Hi Adelene,
In SMILES, there’s no way of distinguishing between unknown and
unspecified. Technically in a SMILES string it’s either specified or
unspecified. In an SDF you can also say you have a Rumsfeldian “known
unknown”.

Dave

On Thu, 22 Oct 2020 at 10:07, Adelene LAI <adelene....@uni.lu> wrote:

> Dear Paolo,
>
>
>
> Thanks for updating the gist - it's a really important resource for me and
> probably future RDKit beginners too. Thanks.
>
>
> I like your suggestion to add the unspecifiedBondStereoMeansUnknown flag
> to SmilesParserParams. I think this way  circumvents having to do a
> SS-match + BondStereo replacement loop.

= = =

** Required action 1 **
Which lines of the listing contain the string "order"? Select each of them in full.
The text and the listing have no connection to each other.

(Collected data)
= = =

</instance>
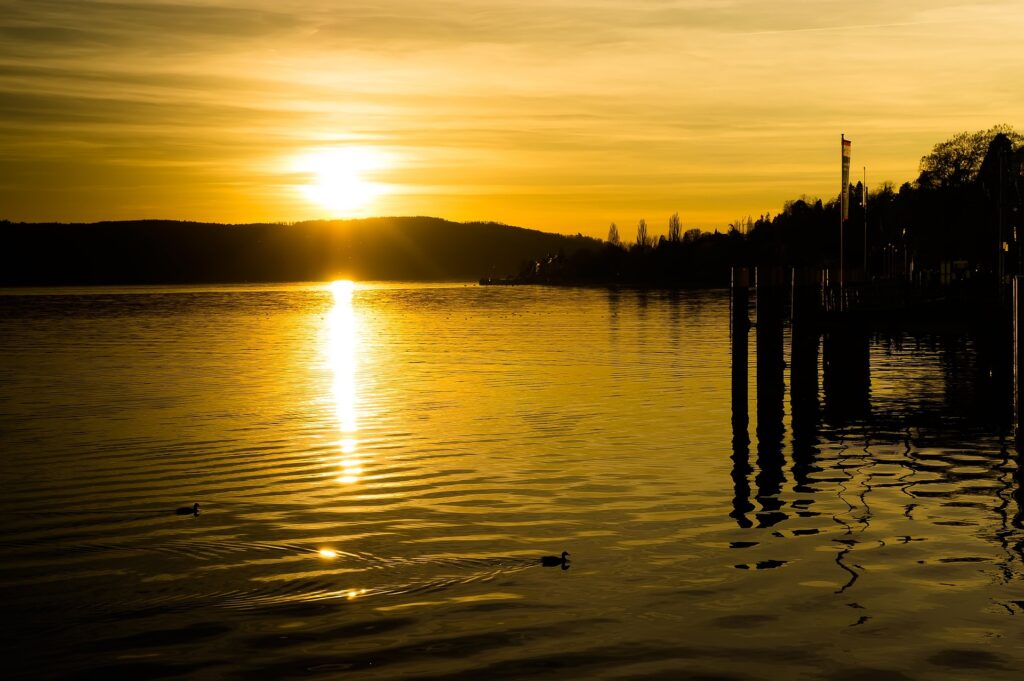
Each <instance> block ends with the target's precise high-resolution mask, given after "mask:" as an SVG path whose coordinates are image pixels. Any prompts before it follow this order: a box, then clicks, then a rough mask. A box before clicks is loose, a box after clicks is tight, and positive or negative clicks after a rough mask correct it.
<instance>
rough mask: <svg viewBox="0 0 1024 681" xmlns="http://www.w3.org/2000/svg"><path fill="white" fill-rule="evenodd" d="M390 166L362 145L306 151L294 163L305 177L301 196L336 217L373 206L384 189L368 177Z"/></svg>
mask: <svg viewBox="0 0 1024 681" xmlns="http://www.w3.org/2000/svg"><path fill="white" fill-rule="evenodd" d="M389 165H390V162H389V161H388V158H387V156H386V155H385V154H384V153H382V152H380V151H378V150H374V148H370V147H366V146H341V147H336V148H325V150H318V151H315V152H310V153H309V154H306V155H304V156H301V157H299V158H298V159H296V160H295V162H294V170H295V171H296V172H298V173H300V174H301V175H303V176H304V177H305V178H306V180H307V181H306V183H305V184H300V185H299V186H298V189H299V191H300V193H301V194H302V196H303V197H304V198H305V199H306V200H307V201H309V202H310V203H314V204H316V205H317V206H322V207H324V208H326V209H328V210H330V211H332V213H335V214H338V215H352V214H357V213H359V212H361V211H364V210H367V209H370V208H372V207H373V205H374V202H375V201H376V200H377V199H378V198H379V197H380V196H382V195H383V194H385V193H386V190H387V187H386V186H385V185H384V184H381V183H379V182H375V181H372V179H371V178H373V176H374V175H375V174H376V173H378V172H380V171H381V170H384V169H385V168H387V167H388V166H389Z"/></svg>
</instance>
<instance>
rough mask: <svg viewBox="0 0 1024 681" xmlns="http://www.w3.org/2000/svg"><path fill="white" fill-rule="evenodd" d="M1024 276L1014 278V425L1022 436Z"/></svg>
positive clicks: (1020, 276) (1023, 326) (1022, 434)
mask: <svg viewBox="0 0 1024 681" xmlns="http://www.w3.org/2000/svg"><path fill="white" fill-rule="evenodd" d="M1022 334H1024V276H1015V278H1014V424H1015V425H1016V427H1017V437H1018V438H1020V437H1021V436H1022V435H1024V390H1022V388H1024V385H1022V382H1024V337H1022Z"/></svg>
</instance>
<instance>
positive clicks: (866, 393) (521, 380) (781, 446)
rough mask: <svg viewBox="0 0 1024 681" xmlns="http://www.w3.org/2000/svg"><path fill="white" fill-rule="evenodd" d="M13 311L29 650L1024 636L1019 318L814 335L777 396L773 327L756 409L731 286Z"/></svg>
mask: <svg viewBox="0 0 1024 681" xmlns="http://www.w3.org/2000/svg"><path fill="white" fill-rule="evenodd" d="M786 339H787V340H786V350H785V352H786V354H785V356H786V360H787V363H788V364H790V365H793V364H794V363H793V361H791V360H790V350H788V347H790V341H788V332H787V336H786ZM0 341H2V342H0V479H2V481H3V494H2V496H0V513H2V514H3V519H4V522H3V526H2V527H0V555H2V563H0V598H2V600H3V602H4V609H5V611H6V612H7V620H8V625H9V626H8V627H6V629H7V630H8V634H7V635H6V636H5V637H4V641H3V645H4V647H5V661H6V662H7V666H8V668H9V669H10V670H12V671H13V672H14V674H15V675H16V676H25V677H27V678H40V677H69V676H82V677H89V678H102V677H103V676H108V677H110V676H111V675H119V677H120V676H124V677H134V678H151V677H171V676H176V675H190V676H203V677H216V678H268V679H272V678H292V677H314V678H340V677H350V676H351V677H357V678H368V679H375V678H423V679H426V678H467V679H470V678H471V679H478V678H526V677H529V678H556V677H561V678H595V679H632V678H658V677H660V678H693V677H697V678H707V677H715V678H735V679H748V678H751V679H754V678H767V677H774V678H843V679H853V678H915V679H925V678H965V679H967V678H978V677H979V676H981V675H984V676H985V677H987V678H1017V673H1018V670H1019V669H1020V667H1021V666H1022V664H1024V650H1022V649H1021V647H1020V641H1021V640H1022V639H1021V636H1022V634H1024V627H1022V626H1021V622H1022V620H1024V582H1022V580H1024V525H1022V493H1021V483H1022V477H1024V475H1022V472H1021V467H1020V463H1019V460H1018V455H1017V452H1016V450H1015V449H1014V445H1013V441H1012V438H1010V437H1009V434H1010V432H1011V430H1010V426H1009V417H1008V414H1007V411H1008V410H1007V399H1008V392H1007V386H1006V384H1005V382H1001V381H999V380H997V379H996V378H993V377H998V376H999V375H1000V371H1001V368H1002V365H1001V364H1000V359H1001V357H1002V354H1000V351H999V349H998V346H997V344H996V347H995V348H994V349H993V346H992V344H991V343H989V342H987V341H984V340H979V339H976V338H971V337H957V338H951V337H913V336H903V337H897V338H883V337H879V336H876V337H871V338H869V339H868V338H867V337H865V339H864V347H865V348H866V354H865V355H864V356H865V358H866V363H865V364H864V366H862V367H861V366H859V365H858V366H856V367H854V368H853V369H852V370H849V369H847V370H844V371H841V372H836V371H831V372H830V373H829V372H826V371H825V365H827V364H828V357H827V356H826V352H825V350H824V346H823V345H822V346H821V349H820V351H819V350H815V353H814V355H813V361H814V367H820V371H815V372H814V381H813V382H812V383H811V384H810V387H808V384H807V383H806V377H805V380H804V383H801V381H800V380H799V378H798V380H797V384H798V387H799V386H801V385H803V386H804V390H803V393H802V394H796V395H794V394H791V391H790V388H791V385H792V384H793V382H794V381H793V378H795V377H794V376H792V375H791V371H792V370H791V369H788V368H787V369H785V370H784V381H785V383H784V386H783V388H782V389H783V392H779V393H778V394H777V395H776V397H777V405H768V406H767V409H766V406H765V405H762V406H761V408H760V409H759V408H758V406H757V403H756V401H755V389H754V387H755V385H756V383H757V376H756V371H755V368H754V364H755V363H754V360H753V358H754V342H753V334H752V342H751V352H752V361H751V369H750V385H751V395H750V396H749V402H750V408H749V411H750V421H749V423H748V422H745V421H743V420H742V419H740V420H739V421H734V420H733V418H732V417H733V414H732V401H731V394H730V355H729V302H728V296H727V294H726V293H725V292H718V291H713V292H684V293H673V294H670V293H644V292H632V291H617V292H616V291H603V290H575V289H546V288H536V287H522V288H479V287H475V286H464V285H444V286H422V285H394V284H388V285H359V286H357V287H354V288H352V287H346V286H334V287H325V286H301V285H295V286H283V287H250V288H246V287H223V288H173V289H172V288H150V289H111V290H97V289H74V290H46V291H7V292H4V294H3V295H0ZM868 370H869V373H867V372H868ZM826 374H827V376H826ZM776 408H777V409H776ZM776 412H777V414H776ZM795 412H796V414H794V413H795ZM759 415H760V418H761V421H762V422H761V423H759V422H758V421H759ZM768 421H771V423H768ZM759 434H760V437H759ZM194 502H199V503H200V504H201V514H200V515H199V516H198V517H191V516H188V515H177V514H175V513H174V510H175V509H176V508H178V507H181V506H189V505H191V504H193V503H194ZM562 550H568V551H570V553H571V563H570V564H571V566H570V567H569V569H564V570H563V569H559V568H557V567H555V568H545V567H542V566H541V565H540V564H539V562H538V558H539V557H540V556H541V555H542V554H557V553H560V552H561V551H562ZM887 674H888V676H887Z"/></svg>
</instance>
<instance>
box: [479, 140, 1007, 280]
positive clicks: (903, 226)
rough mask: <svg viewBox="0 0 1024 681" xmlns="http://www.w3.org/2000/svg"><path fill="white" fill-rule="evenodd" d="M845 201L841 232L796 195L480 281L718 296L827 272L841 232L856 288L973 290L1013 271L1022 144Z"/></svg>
mask: <svg viewBox="0 0 1024 681" xmlns="http://www.w3.org/2000/svg"><path fill="white" fill-rule="evenodd" d="M838 165H839V164H838V163H837V166H838ZM837 173H838V168H837ZM847 191H848V194H849V204H848V206H849V219H848V220H846V222H845V223H844V224H843V227H842V229H841V226H840V210H841V207H840V198H839V196H837V197H835V198H833V199H829V200H827V201H822V200H821V199H817V198H811V197H807V196H803V197H800V198H799V199H795V200H792V201H787V202H785V204H784V205H783V206H782V210H781V211H780V212H779V213H777V214H775V215H771V214H764V215H760V216H758V217H757V218H754V217H744V218H737V219H736V220H734V221H732V223H730V225H729V227H728V229H726V230H724V231H719V230H715V231H713V232H708V231H702V230H700V229H698V228H688V229H684V228H683V226H682V222H681V219H680V216H679V214H678V213H675V214H673V215H671V216H670V217H669V218H668V220H667V225H666V228H665V231H664V232H663V233H660V235H658V236H654V233H653V227H652V226H651V225H650V224H649V223H648V222H647V221H646V220H645V219H640V220H639V221H638V222H637V224H636V225H635V227H634V226H633V225H630V226H628V227H627V226H625V225H624V226H620V225H617V224H615V223H611V224H610V225H609V227H608V236H607V239H606V240H605V242H604V243H603V244H601V245H600V246H599V247H596V248H588V249H581V250H578V251H574V252H567V251H561V252H552V253H549V254H547V255H545V256H543V257H542V258H539V259H535V260H532V261H528V262H523V263H522V264H521V267H520V270H519V271H518V272H517V273H516V274H515V275H513V276H510V278H507V279H505V280H502V281H496V282H490V283H496V284H497V283H502V284H552V285H622V286H659V287H688V286H727V285H728V283H729V270H730V266H733V265H740V266H759V265H782V266H791V267H817V268H822V269H826V268H827V269H833V270H838V268H839V266H840V259H841V255H840V253H841V247H840V240H841V233H842V239H843V244H842V247H843V248H842V251H843V255H842V259H843V260H844V264H845V268H846V271H847V272H848V273H849V274H850V275H851V278H853V279H857V280H864V279H880V278H887V279H904V280H908V281H915V282H919V283H929V282H930V281H932V280H935V281H943V282H946V283H948V282H950V281H961V282H968V281H970V282H973V283H980V282H982V281H991V280H994V279H997V278H1002V276H1006V275H1008V274H1014V273H1021V272H1022V266H1021V262H1022V258H1021V255H1022V253H1021V244H1022V241H1021V240H1022V229H1024V135H1022V134H1021V133H1020V132H1017V131H1016V130H1014V129H1013V128H1012V127H1010V126H1007V125H999V126H995V127H993V128H990V129H987V130H979V131H976V132H964V133H961V134H957V135H955V136H953V137H951V138H949V139H947V140H945V141H943V142H940V143H938V144H936V145H935V146H934V148H933V150H932V151H931V152H930V153H929V154H928V155H926V156H925V157H924V158H923V159H922V160H921V165H920V174H919V176H918V177H916V179H915V180H914V181H912V182H904V183H903V184H901V185H900V186H898V187H897V186H896V185H895V184H893V183H892V182H883V183H881V184H880V185H878V186H877V187H876V188H874V189H872V190H869V191H868V190H866V188H865V187H864V186H863V185H862V184H861V182H857V183H855V184H854V183H851V184H850V185H849V186H848V187H847Z"/></svg>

= = =

** Required action 2 **
How would this sentence from the SMILES message read in Spanish: "In SMILES, there’s no way of distinguishing between unknown and unspecified."

** Task solution 1 **
Each <instance> block ends with the target's precise high-resolution mask, given after "mask:" as an SVG path whose coordinates are image pixels. Any prompts before it follow this order: a box, then clicks, then a rough mask. A box before clicks is loose, a box after clicks is tight, and positive or negative clicks after a rough mask correct it.

** Task solution 2 **
En SMILES, no hay forma de distinguir entre desconocido y no especificado.